GLOBE HEBDO / Et le premier album est sorti peu de temps après ?
RENÀUD / C’était Hexagone, en mars 1975.
GLOBE HEBDO / Et ça a marché tout de suite ?
RENAUD / Non. Pas du tout. J’ai eu quelques passages radio avec les chansons les plus fades : Amoureux de Paname, Le droit d’y aller, ou La Coupole. Mais c’était l’ouverture vers tout un réseau de passionnés de chanson un peu engagée, et à la clef, une tournée pendant deux ans dans les MJC. Mais jusqu’en 1977 la sortie de mon deuxième album, Laisse béton, qui a été mon premier grand succès, j’ai fait plutôt cela en dilettante…
GLOBE HEBDO / Politiquement, c’était quoi, ces années 1968-1974, anarchisme d’instinct ou anarchisme militant ?
RENAUD / Je n’ai jamais été un anarchiste militant ou encarté. J’étais un gauchiste dans une mouvance anarchiste. Je feuilletais Stirner, mais je n’avais pas une énorme culture révolutionnaire. En tout cas, pas par les livres, plutôt par l’actualité.
GLOBE HEBDO / Vous parliez tout à l’heure de votre famille. Est-ce qu’on peut faire le point sur toutes les rumeurs qui ont couru sur votre compte : fils de grands bourgeois, richissime. Quelle est la vérité ?
RENAUD / D’abord, parce que je chantais la zone, j’ai été catalogué comme un zonard, un loubard avec son blouson de cuir. Lorsque j’ai dit : « Halte-là, j’ai la prétention de chanter la zone non pas de façon autobiographique mais parce que je la connais, parce que les problèmes de ces gens me touchent », ceux-là mêmes qui avaient vu en moi un voyou m’ont catalogué dans l’autre extrême. Depuis, je n’ai eu de cesse que de justifier mes origines sociales, c’en est fatigant. J’étais devenu un chanteur bourgeois, fils de professeur, d’écrivain, de grand médecin, même d’industriel ! En vérité, je suis né dans le 14e arrondissement de Paris, où j’ai toujours habité. Un quartier populaire, artistique mais ni pauvre ni défavorisé. Ma mère était ouvrière jusqu’à 18 ans, puis petite employée, fille d’une famille de mineurs de la région de Lens et de Valenciennes. Mon père était écrivain, il a même reçu le prix des Deux-Magots avant la guerre. Il a travaillé chez Hachette comme traducteur d’anglais, d’allemand, d’italien et de néerlandais, lui est issu d’une famille de pasteurs implantée dans les Cévennes. Nous sommes six enfants, et j’ai un frère jumeau. Pour élever cette famille, il a multiplié ses activités alimentaires allant jusqu’à écrire des livres pour enfants dans la « Bibliothèque rose ». Il a même été prof d’allemand au lycée Gabriel-Fauré et, autant que je m’en souvienne, je l’ai toujours vu écrire.

- DONNÉES ENREGISTRÉES
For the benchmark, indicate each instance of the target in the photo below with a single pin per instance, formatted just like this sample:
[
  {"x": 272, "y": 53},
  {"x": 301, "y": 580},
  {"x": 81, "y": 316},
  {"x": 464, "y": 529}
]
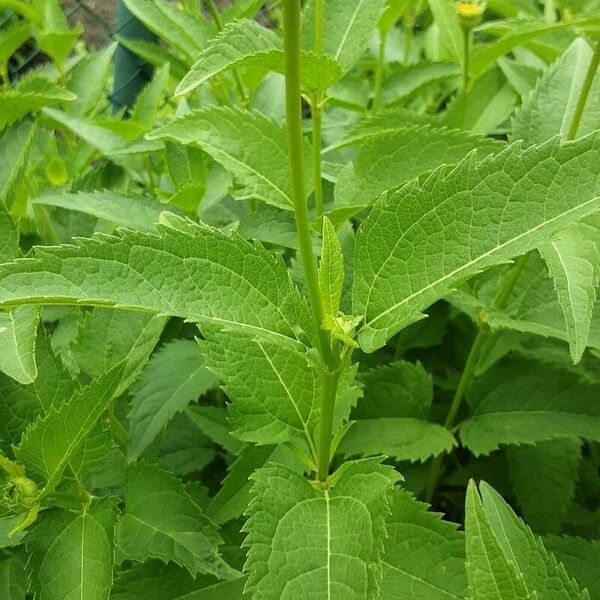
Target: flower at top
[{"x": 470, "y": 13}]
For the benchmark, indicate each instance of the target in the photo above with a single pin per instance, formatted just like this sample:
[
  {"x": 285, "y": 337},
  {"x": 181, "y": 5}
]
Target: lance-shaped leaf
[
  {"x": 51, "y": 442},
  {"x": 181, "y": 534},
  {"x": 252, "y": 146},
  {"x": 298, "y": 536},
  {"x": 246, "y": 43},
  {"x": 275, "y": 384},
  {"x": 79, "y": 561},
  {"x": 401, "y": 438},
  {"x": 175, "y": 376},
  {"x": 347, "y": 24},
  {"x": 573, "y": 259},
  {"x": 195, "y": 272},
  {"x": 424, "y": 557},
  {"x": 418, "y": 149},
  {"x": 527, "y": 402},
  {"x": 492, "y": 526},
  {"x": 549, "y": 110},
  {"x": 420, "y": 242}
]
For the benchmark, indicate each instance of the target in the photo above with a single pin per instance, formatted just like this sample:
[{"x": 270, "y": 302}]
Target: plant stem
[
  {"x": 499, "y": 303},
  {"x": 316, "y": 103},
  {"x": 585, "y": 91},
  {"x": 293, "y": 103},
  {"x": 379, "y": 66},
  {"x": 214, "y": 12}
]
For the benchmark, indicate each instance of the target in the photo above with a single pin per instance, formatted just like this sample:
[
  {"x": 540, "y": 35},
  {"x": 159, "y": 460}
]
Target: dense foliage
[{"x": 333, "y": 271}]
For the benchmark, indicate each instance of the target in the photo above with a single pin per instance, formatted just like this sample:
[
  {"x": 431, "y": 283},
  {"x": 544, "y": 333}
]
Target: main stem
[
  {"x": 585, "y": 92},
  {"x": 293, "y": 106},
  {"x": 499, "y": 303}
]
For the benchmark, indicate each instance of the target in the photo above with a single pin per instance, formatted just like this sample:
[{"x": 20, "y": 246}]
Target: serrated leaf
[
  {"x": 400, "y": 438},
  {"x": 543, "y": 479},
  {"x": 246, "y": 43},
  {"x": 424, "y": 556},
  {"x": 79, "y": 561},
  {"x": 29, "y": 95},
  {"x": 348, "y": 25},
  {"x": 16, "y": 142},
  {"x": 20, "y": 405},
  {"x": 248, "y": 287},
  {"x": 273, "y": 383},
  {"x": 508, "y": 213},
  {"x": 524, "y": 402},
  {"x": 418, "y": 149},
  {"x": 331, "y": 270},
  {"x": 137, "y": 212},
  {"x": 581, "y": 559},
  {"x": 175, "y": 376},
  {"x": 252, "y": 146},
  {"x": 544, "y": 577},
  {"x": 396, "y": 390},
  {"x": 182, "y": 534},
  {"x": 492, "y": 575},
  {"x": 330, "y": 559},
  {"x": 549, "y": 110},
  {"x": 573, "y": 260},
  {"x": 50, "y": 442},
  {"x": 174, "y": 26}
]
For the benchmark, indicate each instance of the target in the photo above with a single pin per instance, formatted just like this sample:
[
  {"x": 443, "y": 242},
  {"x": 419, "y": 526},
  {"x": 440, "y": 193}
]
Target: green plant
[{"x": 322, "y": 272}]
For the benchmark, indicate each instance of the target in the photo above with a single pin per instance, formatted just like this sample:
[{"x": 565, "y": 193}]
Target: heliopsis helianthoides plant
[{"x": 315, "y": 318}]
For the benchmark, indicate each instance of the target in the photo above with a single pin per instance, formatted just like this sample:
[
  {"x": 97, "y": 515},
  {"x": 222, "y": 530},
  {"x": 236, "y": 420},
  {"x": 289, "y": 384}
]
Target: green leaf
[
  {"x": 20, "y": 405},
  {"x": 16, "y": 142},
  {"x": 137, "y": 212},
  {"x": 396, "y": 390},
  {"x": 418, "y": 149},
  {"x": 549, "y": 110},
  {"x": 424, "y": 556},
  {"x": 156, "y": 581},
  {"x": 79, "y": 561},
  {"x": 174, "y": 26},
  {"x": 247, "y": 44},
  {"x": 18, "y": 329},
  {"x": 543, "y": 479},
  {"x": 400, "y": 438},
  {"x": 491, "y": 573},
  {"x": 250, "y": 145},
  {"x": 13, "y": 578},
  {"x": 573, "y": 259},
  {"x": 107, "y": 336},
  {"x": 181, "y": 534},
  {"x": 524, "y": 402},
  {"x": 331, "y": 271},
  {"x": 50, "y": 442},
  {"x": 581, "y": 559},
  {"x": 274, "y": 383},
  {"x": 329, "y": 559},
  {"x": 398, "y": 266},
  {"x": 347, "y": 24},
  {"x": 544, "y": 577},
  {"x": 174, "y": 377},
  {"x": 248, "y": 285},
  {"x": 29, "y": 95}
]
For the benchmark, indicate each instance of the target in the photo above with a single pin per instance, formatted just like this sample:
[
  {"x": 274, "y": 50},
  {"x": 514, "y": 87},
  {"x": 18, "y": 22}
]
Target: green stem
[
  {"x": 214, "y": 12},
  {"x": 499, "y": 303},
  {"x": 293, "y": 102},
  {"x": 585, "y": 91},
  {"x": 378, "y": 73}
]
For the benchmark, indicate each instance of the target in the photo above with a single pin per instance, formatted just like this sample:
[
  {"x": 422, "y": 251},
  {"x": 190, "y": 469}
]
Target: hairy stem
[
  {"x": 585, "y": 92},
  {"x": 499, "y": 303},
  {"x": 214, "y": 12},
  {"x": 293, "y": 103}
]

- CONSIGNE
Reproduisez sans rien changer le passage de l'extrait qui commence par « GLOBE HEBDO / Et ça » et se termine par « plutôt par l’actualité. ».

- RÉPONSE
GLOBE HEBDO / Et ça a marché tout de suite ?
RENAUD / Non. Pas du tout. J’ai eu quelques passages radio avec les chansons les plus fades : Amoureux de Paname, Le droit d’y aller, ou La Coupole. Mais c’était l’ouverture vers tout un réseau de passionnés de chanson un peu engagée, et à la clef, une tournée pendant deux ans dans les MJC. Mais jusqu’en 1977 la sortie de mon deuxième album, Laisse béton, qui a été mon premier grand succès, j’ai fait plutôt cela en dilettante…
GLOBE HEBDO / Politiquement, c’était quoi, ces années 1968-1974, anarchisme d’instinct ou anarchisme militant ?
RENAUD / Je n’ai jamais été un anarchiste militant ou encarté. J’étais un gauchiste dans une mouvance anarchiste. Je feuilletais Stirner, mais je n’avais pas une énorme culture révolutionnaire. En tout cas, pas par les livres, plutôt par l’actualité.